**TASK REQUIREMENTS:**
Give every line of the items below as a numbered list, skipping blank lines and leaving the pictures out.
══════════
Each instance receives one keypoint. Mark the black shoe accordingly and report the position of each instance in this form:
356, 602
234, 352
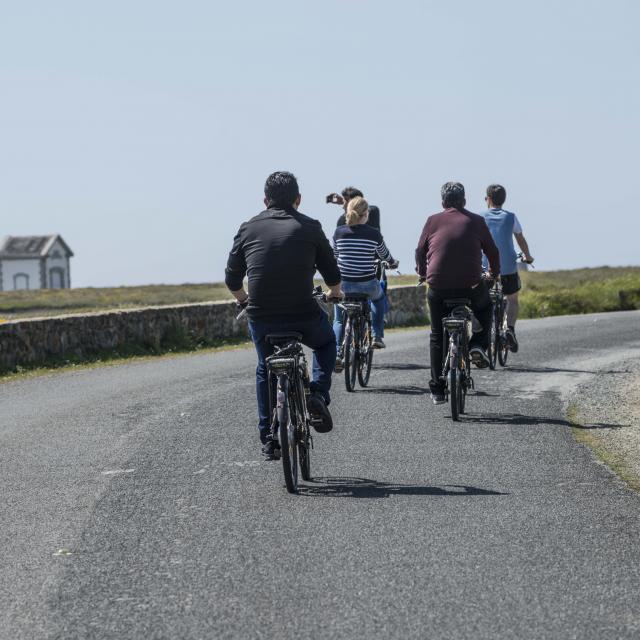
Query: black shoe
479, 357
271, 449
321, 419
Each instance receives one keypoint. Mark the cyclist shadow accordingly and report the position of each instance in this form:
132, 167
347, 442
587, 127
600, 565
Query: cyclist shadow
366, 488
518, 419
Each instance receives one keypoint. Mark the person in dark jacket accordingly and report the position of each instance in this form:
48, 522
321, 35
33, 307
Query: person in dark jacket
449, 258
280, 250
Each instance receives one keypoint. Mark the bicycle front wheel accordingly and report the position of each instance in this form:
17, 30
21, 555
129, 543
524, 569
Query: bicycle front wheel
365, 359
288, 434
350, 356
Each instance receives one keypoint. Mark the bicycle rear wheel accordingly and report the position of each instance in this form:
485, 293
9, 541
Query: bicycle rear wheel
288, 435
503, 347
454, 388
304, 453
350, 356
365, 359
494, 337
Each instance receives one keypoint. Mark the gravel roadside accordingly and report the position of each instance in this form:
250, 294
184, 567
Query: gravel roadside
606, 411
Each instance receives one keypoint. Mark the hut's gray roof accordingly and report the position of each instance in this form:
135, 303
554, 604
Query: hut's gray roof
30, 246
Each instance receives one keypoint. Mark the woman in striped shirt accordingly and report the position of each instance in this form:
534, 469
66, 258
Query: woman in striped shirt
357, 246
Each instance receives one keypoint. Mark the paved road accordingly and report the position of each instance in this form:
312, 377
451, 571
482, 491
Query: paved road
148, 478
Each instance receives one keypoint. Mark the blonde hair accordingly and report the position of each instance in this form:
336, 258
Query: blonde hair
357, 209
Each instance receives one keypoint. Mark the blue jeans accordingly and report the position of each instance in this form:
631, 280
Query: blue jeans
316, 334
374, 291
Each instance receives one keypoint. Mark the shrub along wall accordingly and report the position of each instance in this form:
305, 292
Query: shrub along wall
45, 341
══════════
**EXPECTED ANSWER:**
1. Each instance receives one keypoint. Mark the black shoe accordingly and report the position of each instance in this form:
2. 356, 602
3. 234, 352
4. Query: black shoe
5. 479, 357
6. 271, 449
7. 321, 419
8. Each instance receives one keypoint. Mark the cyclist shadow accordingly and report the position of each instance in this form:
9. 132, 167
10. 347, 442
11. 587, 127
12. 600, 565
13. Query: cyclist shadow
14. 366, 488
15. 518, 419
16. Each instance receives one keypoint. Mark the person in dark jacket accordingly and report the position of each instance in this form:
17. 48, 522
18. 321, 35
19. 33, 307
20. Query: person in dark jacket
21. 449, 258
22. 280, 250
23. Each instance receives one keypoint. Mark the bicycle front wheel accordingly and report the position of each instance in this form:
24. 17, 30
25. 21, 555
26. 129, 543
27. 524, 569
28. Query: bicycle front wheel
29. 365, 359
30. 288, 434
31. 350, 356
32. Each instance receives one keypoint. Mark the bicycle rear wheel accordingly and report the position of each instance in this form:
33. 485, 293
34. 9, 541
35. Query: bicycle rear wheel
36. 288, 435
37. 503, 347
38. 454, 388
39. 304, 453
40. 350, 356
41. 365, 359
42. 494, 337
43. Each instance receives one keypoint. Mark the gravel roadside accordingly and report the position of each instance in this form:
44. 250, 294
45. 184, 567
46. Query: gravel roadside
47. 606, 411
48. Each instance receives one keypoint. Mark the hut's gray roof accordingly and report the position of each instance in this form:
49. 135, 303
50. 554, 604
51. Query: hut's gray roof
52. 30, 246
53. Each instance receives one keypoint. Mark the woman in striped shirt accordingly and report the position of each instance in this form:
54. 534, 469
55. 66, 258
56. Query: woman in striped shirt
57. 357, 246
58. Each instance receives one keypoint. Mark the paved road accordingly and report the position of each instance in this form:
59. 312, 377
60. 451, 571
61. 482, 491
62. Query: paved road
63. 148, 478
64. Each instance receives one keypoint. Mark the blonde hair accordingly and report the position of each instance in this form:
65. 336, 258
66. Query: blonde hair
67. 357, 209
68. Each instance receives one keypoint. Mark the blue jeans accordingly and report the position of each instance in this form:
69. 631, 280
70. Query: blue jeans
71. 316, 334
72. 374, 291
73. Each instance receives one keypoint. Mark the shrub along wall accordingly and report the position of each instance in this form:
74. 305, 292
75. Query: shrub along wall
76. 45, 341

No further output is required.